------ Extrait ------

J’ai par ailleurs pas vu ici beaucoup de sujets concernant la transidentité en milieu scolaire, alors j'ai pensé que c’était peut-être pas mal que j’en témoigne, à l’attention éventuellement de celleux sur ce forum qui sont mineur.e.s / scolarisé.e.s et qui pourraient potentiellement vivre la même chose.
(attention, je crois que ce dont je parle concerne exclusivement l’éducation nationale, donc pas les universités, sûr, ni l’enseignement privé il me semble)
Déjà petit rappel de la loi : une circulaire (consultable facilement sur le site internet du gouvernement), émise par Blanquer en 2021, autorise les élèves à utiliser prénoms et pronoms de leur choix au collège/lycée, à savoir que les profs et camarades sont forcés de s’y plier à la condition d’en faire la démarche, avec l’accord des parents, auprès de la direction.
Contexte familial de mon côté, mon père n’est pas au courant encore de ma transidentité, et ma mère fait comme si elle ne l’était pas non plus, donc je n’ai pas de droit à ce changement officiel.
Pour autant, je voulais en parler à ma classe à mon entrée en 2nde. Je précise, mon bahut est réputé safe pour les personnes queer, les élèves s’en foutent, les profs sont habitués (et les rares que ça dérange n’osent pas le dire généralement). Quand j’ai fait mon CO aux élèves de ma classe, en cours, en décembre 2023, la prof avec qui ça s’est passé était donc au courant, elle s’est chargée, avec mon autorisation, d’en informer mon prof principal, et pour finir une autre prof s’est retrouvée au courant à cause d’une gaffe d’une de mes amies. Ces 3 là se sont adaptés d’eux-même sans que je leur demande rien.
Sauf que : un bout de temps après, je suis convoqué par la proviseure, qui me signale je cite : « Au conseil de classe qui vient de passer, je me suis émue du fait que certaines personnes t’appelaient ‘Deadname’, tandis que d’autres [les 3 profs ci-dessus + les délégués] t’appelaient, heu… par un prénom masculin que j’ai oublié » (surtout surtout bien retenir mon deadname mais ne pas faire d’effort pour l’autre, commence bien).

------ Informations fournies ------

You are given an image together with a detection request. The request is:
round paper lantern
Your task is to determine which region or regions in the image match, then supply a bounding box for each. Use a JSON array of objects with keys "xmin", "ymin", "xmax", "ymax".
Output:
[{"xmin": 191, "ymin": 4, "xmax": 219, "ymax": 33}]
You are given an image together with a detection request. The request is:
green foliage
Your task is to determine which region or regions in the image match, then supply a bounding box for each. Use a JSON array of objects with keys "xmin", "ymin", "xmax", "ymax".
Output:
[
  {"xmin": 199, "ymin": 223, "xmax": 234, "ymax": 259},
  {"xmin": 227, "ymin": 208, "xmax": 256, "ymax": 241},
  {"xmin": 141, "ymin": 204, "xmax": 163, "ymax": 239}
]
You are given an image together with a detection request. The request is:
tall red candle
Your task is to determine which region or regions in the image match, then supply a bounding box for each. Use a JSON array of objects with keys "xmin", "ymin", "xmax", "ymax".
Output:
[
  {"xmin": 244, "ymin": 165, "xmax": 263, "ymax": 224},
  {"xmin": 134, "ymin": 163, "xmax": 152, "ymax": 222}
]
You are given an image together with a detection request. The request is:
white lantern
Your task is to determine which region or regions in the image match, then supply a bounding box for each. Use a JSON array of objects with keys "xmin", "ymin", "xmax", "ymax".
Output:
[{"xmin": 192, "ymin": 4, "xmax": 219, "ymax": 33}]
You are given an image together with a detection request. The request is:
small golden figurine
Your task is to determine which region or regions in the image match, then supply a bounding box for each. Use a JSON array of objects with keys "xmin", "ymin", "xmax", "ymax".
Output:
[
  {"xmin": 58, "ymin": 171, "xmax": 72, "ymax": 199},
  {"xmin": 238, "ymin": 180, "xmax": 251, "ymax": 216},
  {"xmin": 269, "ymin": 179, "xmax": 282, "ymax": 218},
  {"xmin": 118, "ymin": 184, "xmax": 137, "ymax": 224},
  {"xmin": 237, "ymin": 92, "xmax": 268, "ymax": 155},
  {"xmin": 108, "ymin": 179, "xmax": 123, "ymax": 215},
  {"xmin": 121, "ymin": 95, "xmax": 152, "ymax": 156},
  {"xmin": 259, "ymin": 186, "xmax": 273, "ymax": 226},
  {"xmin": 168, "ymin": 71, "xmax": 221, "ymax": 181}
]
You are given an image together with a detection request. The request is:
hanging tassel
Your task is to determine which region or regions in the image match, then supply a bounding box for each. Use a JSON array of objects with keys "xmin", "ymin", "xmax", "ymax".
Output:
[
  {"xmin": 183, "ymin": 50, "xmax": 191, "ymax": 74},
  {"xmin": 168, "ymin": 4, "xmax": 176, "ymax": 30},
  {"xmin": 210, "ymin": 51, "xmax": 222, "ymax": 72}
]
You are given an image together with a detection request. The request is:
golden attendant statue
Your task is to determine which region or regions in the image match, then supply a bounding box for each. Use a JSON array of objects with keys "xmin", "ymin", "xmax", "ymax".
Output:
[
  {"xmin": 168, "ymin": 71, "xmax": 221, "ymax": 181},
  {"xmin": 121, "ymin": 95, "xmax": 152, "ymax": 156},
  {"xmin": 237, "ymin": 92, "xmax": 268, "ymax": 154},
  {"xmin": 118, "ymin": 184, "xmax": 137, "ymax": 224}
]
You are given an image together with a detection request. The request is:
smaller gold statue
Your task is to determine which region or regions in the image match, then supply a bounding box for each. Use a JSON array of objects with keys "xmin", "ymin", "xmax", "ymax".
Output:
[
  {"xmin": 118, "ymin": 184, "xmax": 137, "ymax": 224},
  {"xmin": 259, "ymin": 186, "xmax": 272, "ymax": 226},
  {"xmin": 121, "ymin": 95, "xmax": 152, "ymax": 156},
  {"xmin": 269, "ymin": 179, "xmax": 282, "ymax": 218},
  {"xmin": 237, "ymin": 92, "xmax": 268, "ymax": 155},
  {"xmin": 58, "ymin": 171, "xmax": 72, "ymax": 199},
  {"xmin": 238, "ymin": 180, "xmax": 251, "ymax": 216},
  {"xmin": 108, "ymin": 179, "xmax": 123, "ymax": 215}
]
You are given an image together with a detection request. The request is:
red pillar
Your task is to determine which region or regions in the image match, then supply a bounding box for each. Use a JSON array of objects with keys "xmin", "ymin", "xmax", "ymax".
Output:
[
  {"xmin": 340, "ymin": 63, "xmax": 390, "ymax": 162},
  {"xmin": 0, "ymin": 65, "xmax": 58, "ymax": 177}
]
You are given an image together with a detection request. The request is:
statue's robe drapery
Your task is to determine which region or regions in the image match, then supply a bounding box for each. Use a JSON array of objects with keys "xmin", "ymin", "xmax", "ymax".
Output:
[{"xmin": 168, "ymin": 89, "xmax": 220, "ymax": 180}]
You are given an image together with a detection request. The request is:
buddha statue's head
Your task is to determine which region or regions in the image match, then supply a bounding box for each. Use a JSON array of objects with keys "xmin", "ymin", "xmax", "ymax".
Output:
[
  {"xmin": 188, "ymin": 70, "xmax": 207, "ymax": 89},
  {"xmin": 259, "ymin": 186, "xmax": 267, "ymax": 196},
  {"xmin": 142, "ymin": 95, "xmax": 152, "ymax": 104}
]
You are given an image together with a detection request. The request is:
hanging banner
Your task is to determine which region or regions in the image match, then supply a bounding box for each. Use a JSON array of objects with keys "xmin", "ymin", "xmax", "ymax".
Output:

------

Travail demandé.
• a. Répondez à ces questions sur le témoignage sur la transidentité au lycée :
(i) En quelle année la circulaire a-t-elle été émise ?
(ii) Combien de professeurs se sont adaptés d'eux-mêmes, sans qu'on leur demande rien ?
(iii) Lors de quelle réunion la proviseure dit-elle s'être émue ?
• b. Poursuivez, s'il vous plaît, le témoignage sur la transidentité au lycée après sa dernière phrase.

Réponses ci-dessous.
• a.
(i) En 2021.
(ii) Trois.
(iii) Au conseil de classe.

• b.
S’ensuit une discussion prise de tête où
1) elle me dit qu’elle peut appeler mes parents et leur dire (heureusement cette même circulaire évoquée + haut l’empêche de le faire sans mon accord, je me suis assuré qu’elle le savait mais elle a quand même insisté)
2) elle me signale qu’elle est mon amie-alliée-soutien, que la porte de son bureau m’est ouverte si besoin (chouette, je sais où aller si je veux encore me faire Deadname/elle en continu pendant 15 minutes)
3) elle termine en disant grosso modo qu’elle va envoyer un mail à tous mes profs pour bien leur rappeler qu’ils « DOIVENT » me mégenrer (autrement dit, engueuler les 3 au courant et m’out aux 8-9 autres, cool)
À cette occasion, j’ai par acquit de conscience soigneusement épluché la ‘circulaire Blanquer’ (j’étais assez remonté), et comme je le pensais, n’y est pas fait mention de mon cas de figure : les élèves demandant à être genré.e.s autrement que leur genre de naissance sans être accompagné.e.s dans leur démarche par les parents ?
À priori, rien n’interdit aux profs à qui je le demande d’accéder à ma requête, mais rien ne les y contraint non plus (c’est la nuance entre ma situation et celle décrite dans la circulaire).
Autrement dit, ce texte qui voulait réglementer le respect de l’identité de genre des élèves plutôt que de le laisser au bon vouloir de chacun n’y parvient PAS (quand bien même c’est textuellement ce pour quoi il prétend exister) : il ne couvre qu’une situation, on fait face à un joli vide judiciaire.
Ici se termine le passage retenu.